Items listed in a dataset:

::::::::

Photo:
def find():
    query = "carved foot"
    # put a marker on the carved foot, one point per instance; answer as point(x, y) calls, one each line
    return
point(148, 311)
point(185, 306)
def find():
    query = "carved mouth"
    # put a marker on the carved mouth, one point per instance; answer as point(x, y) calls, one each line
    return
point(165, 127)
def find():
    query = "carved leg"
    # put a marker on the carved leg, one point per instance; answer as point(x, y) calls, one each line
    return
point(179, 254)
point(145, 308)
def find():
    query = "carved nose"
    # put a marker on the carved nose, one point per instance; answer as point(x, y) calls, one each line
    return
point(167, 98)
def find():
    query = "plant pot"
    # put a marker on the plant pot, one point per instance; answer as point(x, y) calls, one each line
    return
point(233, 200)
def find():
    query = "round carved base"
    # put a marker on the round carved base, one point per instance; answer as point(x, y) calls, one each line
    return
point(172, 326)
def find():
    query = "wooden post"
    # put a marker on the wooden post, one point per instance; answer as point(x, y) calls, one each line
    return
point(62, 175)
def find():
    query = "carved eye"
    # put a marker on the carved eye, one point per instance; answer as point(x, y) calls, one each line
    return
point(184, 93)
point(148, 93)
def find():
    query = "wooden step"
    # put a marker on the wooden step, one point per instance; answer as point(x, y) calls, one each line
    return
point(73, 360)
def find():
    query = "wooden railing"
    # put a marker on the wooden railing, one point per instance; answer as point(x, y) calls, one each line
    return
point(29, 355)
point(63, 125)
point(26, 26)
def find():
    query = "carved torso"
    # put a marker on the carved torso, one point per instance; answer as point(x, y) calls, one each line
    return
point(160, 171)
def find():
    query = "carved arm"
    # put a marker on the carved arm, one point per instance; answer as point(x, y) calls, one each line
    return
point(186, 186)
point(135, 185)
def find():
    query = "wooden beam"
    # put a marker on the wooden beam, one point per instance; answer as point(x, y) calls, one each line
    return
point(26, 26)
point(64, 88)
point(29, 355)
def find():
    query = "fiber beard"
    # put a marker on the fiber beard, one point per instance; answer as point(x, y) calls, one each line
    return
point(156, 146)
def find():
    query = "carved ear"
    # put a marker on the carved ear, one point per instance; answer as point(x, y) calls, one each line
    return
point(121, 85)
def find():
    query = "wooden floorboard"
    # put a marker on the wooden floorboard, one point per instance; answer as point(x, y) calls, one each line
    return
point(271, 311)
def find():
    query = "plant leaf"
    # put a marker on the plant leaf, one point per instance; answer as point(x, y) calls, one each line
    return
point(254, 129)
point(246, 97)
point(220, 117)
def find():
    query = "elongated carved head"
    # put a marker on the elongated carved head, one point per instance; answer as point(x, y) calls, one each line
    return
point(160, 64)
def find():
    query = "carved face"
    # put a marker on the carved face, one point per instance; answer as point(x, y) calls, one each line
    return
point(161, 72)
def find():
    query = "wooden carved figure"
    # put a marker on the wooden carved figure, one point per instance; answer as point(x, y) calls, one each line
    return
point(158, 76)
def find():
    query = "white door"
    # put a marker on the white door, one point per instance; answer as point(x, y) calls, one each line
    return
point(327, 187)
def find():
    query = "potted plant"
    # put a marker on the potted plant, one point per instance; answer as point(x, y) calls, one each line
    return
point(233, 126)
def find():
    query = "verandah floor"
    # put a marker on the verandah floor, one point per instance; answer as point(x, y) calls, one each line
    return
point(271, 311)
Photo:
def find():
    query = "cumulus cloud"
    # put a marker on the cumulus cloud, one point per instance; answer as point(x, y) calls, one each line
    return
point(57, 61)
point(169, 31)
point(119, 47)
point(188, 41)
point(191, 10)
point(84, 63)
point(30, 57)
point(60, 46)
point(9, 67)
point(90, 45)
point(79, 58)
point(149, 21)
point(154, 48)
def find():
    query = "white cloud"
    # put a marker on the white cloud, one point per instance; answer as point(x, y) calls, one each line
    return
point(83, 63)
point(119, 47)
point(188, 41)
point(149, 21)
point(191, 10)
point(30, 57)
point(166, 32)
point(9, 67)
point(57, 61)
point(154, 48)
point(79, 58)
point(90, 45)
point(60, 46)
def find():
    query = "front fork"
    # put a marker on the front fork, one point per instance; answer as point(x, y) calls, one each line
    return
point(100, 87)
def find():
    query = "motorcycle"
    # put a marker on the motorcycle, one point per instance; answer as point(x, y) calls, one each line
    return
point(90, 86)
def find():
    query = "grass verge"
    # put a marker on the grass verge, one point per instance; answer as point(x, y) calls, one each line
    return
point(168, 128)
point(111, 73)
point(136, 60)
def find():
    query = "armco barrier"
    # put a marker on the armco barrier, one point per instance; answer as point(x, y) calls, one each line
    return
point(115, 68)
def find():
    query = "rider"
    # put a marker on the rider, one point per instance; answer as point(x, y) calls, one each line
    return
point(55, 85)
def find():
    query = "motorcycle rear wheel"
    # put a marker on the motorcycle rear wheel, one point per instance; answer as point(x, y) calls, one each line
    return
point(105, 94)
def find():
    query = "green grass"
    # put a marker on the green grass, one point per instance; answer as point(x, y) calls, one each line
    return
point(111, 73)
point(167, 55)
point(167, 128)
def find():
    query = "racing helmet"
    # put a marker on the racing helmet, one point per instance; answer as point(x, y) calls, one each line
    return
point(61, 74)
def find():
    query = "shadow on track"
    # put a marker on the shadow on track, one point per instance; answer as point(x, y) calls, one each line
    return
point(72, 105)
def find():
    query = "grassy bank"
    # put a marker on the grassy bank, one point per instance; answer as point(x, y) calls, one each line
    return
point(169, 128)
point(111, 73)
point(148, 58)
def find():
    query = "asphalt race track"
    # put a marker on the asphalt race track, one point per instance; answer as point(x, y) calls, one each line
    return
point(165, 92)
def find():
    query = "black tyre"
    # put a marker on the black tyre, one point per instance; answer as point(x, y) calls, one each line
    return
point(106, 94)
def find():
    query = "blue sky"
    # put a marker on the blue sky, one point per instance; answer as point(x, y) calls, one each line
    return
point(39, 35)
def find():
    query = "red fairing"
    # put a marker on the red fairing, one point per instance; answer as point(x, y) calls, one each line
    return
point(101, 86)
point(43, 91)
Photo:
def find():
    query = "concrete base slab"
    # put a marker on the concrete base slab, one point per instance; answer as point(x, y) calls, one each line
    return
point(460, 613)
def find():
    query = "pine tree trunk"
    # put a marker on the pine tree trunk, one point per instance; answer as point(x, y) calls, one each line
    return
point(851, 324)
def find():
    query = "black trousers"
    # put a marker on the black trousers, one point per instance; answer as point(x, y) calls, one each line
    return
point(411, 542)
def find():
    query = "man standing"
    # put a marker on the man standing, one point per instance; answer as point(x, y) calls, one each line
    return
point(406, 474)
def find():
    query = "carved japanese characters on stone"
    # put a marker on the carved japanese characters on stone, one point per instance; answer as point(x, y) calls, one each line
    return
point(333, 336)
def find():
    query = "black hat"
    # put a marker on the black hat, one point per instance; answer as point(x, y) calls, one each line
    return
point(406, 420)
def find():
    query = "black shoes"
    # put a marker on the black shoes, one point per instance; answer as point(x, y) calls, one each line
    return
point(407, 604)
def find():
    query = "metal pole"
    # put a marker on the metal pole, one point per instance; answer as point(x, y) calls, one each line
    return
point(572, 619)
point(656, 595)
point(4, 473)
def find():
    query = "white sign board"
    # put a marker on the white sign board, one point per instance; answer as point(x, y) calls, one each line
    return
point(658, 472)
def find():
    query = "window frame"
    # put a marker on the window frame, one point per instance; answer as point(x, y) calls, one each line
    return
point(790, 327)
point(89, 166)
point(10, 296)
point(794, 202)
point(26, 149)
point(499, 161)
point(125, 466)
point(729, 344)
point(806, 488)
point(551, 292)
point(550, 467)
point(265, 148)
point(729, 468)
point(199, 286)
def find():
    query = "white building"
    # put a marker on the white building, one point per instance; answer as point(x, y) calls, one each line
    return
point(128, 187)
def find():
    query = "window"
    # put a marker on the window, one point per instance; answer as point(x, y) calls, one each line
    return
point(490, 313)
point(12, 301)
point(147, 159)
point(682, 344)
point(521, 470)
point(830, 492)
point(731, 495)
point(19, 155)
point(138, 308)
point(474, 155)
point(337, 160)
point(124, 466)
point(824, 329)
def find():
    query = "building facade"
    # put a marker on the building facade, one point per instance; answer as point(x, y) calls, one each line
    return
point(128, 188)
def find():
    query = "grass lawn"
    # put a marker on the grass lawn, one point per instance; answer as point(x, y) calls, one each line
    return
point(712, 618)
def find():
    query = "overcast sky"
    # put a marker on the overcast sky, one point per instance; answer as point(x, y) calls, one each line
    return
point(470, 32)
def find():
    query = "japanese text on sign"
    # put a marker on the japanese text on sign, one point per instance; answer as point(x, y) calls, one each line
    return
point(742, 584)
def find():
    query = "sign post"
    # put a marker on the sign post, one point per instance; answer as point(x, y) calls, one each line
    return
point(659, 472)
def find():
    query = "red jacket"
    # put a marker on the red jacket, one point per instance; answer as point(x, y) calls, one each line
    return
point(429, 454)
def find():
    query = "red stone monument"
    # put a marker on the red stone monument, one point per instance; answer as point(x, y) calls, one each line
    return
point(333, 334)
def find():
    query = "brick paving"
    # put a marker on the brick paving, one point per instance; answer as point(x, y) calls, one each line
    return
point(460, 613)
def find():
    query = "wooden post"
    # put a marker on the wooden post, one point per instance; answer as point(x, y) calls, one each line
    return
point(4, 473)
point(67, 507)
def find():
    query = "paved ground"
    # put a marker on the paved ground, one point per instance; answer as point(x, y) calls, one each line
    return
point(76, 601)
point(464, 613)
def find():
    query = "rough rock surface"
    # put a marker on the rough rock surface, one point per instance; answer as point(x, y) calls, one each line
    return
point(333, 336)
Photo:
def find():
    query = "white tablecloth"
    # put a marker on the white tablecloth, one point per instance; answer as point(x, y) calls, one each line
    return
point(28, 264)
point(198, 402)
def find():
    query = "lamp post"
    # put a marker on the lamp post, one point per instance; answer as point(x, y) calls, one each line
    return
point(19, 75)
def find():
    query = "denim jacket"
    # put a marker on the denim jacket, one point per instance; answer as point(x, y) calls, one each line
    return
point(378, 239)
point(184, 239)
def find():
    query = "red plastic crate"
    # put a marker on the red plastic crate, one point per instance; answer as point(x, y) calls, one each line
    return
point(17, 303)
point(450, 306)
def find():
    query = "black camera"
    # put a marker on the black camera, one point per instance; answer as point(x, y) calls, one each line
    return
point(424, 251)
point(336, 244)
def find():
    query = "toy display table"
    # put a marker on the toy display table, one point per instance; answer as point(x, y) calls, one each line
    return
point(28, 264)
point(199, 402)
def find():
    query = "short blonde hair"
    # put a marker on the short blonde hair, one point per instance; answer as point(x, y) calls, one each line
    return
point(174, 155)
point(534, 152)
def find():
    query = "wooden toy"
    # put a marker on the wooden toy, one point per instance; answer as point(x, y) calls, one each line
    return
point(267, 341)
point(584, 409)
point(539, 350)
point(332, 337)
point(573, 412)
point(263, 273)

::::::::

Requirement:
Pull out the lines that run from the start of the items through the line that contains "point(148, 93)", and repeat them exactly, including both ends.

Output of the task:
Photo:
def find():
    query = "carved foot"
    # put a marker on the carved foot, one point per instance; answer as point(x, y) calls, one each line
    return
point(148, 311)
point(185, 306)
def find():
    query = "carved mouth"
    # put a marker on the carved mouth, one point per instance; answer as point(x, y) calls, one each line
    return
point(165, 127)
def find():
    query = "carved leg"
    # put a marker on the carved leg, one point per instance; answer as point(x, y) calls, one each line
    return
point(179, 254)
point(145, 308)
def find():
    query = "carved nose"
    # put a marker on the carved nose, one point per instance; answer as point(x, y) calls, one each line
    return
point(167, 98)
def find():
    query = "plant pot"
    # put a marker on the plant pot, one point per instance; answer as point(x, y) calls, one each line
    return
point(233, 200)
def find():
    query = "round carved base"
    # put a marker on the round carved base, one point per instance; answer as point(x, y) calls, one each line
    return
point(172, 326)
def find():
    query = "wooden post"
    # put a marker on the wooden post, one point per instance; answer as point(x, y) calls, one each line
    return
point(62, 175)
def find():
    query = "carved eye"
    # put a marker on the carved eye, one point per instance; answer as point(x, y) calls, one each line
    return
point(184, 93)
point(148, 93)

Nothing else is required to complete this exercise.